TASK GOAL: Your job is to restate each entry word for word.
[START OF PROVIDED DATA]
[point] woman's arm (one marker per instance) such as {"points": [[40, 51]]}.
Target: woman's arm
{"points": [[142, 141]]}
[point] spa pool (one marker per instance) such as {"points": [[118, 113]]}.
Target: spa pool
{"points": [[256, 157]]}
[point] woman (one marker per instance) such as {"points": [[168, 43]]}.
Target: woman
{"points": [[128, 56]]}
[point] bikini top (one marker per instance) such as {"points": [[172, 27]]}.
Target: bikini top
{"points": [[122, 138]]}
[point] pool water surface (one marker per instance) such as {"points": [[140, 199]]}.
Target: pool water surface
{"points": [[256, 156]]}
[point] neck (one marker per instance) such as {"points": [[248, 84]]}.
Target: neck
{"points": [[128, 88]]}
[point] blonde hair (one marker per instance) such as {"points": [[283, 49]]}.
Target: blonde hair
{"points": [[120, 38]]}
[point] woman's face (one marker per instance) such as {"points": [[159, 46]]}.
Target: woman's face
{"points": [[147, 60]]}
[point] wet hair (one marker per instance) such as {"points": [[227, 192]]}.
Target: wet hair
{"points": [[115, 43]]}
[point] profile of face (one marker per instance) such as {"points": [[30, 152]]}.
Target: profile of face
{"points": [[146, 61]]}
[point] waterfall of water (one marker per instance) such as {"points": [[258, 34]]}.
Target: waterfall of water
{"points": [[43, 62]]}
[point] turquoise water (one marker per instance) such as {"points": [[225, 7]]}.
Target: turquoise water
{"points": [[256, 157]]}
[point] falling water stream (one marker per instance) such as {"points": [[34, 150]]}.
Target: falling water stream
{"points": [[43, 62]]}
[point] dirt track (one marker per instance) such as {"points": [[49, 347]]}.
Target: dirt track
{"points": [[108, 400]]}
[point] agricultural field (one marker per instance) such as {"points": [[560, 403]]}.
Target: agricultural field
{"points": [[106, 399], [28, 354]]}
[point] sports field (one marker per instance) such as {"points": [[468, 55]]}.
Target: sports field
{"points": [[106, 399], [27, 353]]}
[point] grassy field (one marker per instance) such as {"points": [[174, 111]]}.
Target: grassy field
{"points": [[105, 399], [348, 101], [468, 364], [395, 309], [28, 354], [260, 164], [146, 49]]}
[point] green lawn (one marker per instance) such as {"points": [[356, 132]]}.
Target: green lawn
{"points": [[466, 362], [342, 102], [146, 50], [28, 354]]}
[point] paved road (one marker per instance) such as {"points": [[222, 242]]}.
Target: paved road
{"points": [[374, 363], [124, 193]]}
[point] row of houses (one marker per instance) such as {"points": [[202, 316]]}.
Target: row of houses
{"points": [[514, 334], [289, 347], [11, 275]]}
[END OF PROVIDED DATA]
SOLVED EXERCISE:
[point] woman's arm (one marker per instance) such as {"points": [[40, 51]]}.
Target: woman's arm
{"points": [[142, 141]]}
[point] spa pool (one marker per instance) such as {"points": [[118, 113]]}.
Target: spa pool
{"points": [[256, 157]]}
[point] woman (one marker per instance) such as {"points": [[168, 43]]}.
Target: woman
{"points": [[128, 56]]}
[point] bikini top (one marker per instance) such as {"points": [[172, 27]]}.
Target: bikini top
{"points": [[122, 138]]}
[point] pool water surface (one marker per instance) such as {"points": [[140, 199]]}.
Target: pool water surface
{"points": [[256, 156]]}
[point] neck (one marker per instance) such as {"points": [[248, 84]]}.
Target: neck
{"points": [[128, 88]]}
[point] blonde hair (one marker per instance) such as {"points": [[283, 49]]}.
Target: blonde hair
{"points": [[120, 38]]}
[point] woman's face (one marker per instance) such as {"points": [[159, 46]]}.
Target: woman's face
{"points": [[147, 60]]}
[point] wet hair (one marker per instance) such as {"points": [[227, 192]]}.
Target: wet hair
{"points": [[115, 43]]}
[point] profile of face (one marker per instance) such as {"points": [[30, 152]]}.
Target: profile of face
{"points": [[146, 61]]}
[point] waterfall of water (one marker per instance) such as {"points": [[258, 34]]}.
Target: waterfall of water
{"points": [[43, 62]]}
[point] turquoise water (one marker per instance) such as {"points": [[225, 7]]}.
Target: turquoise water
{"points": [[256, 157]]}
[point] falling water stream (one marker per instance) such as {"points": [[34, 150]]}.
Target: falling water stream
{"points": [[43, 62]]}
[point] dirt track (one marker per instance) such as {"points": [[49, 347]]}.
Target: dirt track
{"points": [[108, 400]]}
[point] agricultural field (one marker per instance) such as {"points": [[560, 403]]}.
Target: agricultural field
{"points": [[106, 399], [28, 354]]}
[point] sports field (one marker per instance) such as {"points": [[468, 55]]}.
Target: sports field
{"points": [[106, 399], [27, 353]]}
[point] grassy field (one marker per instance) such as {"points": [[174, 111]]}.
Target: grassy field
{"points": [[105, 399], [348, 101], [468, 364], [395, 309], [28, 354], [260, 164], [146, 49]]}
[point] green lawn (one marker per instance) such as {"points": [[356, 132]]}.
Target: green lawn
{"points": [[466, 362], [342, 102], [146, 50], [28, 354]]}
[point] paved road (one marker per instance) such as {"points": [[222, 242]]}.
Target: paved road
{"points": [[374, 363], [124, 193]]}
[point] row of houses (one marker per instance) such as {"points": [[202, 316]]}.
Target: row of houses
{"points": [[514, 334], [289, 347], [11, 275]]}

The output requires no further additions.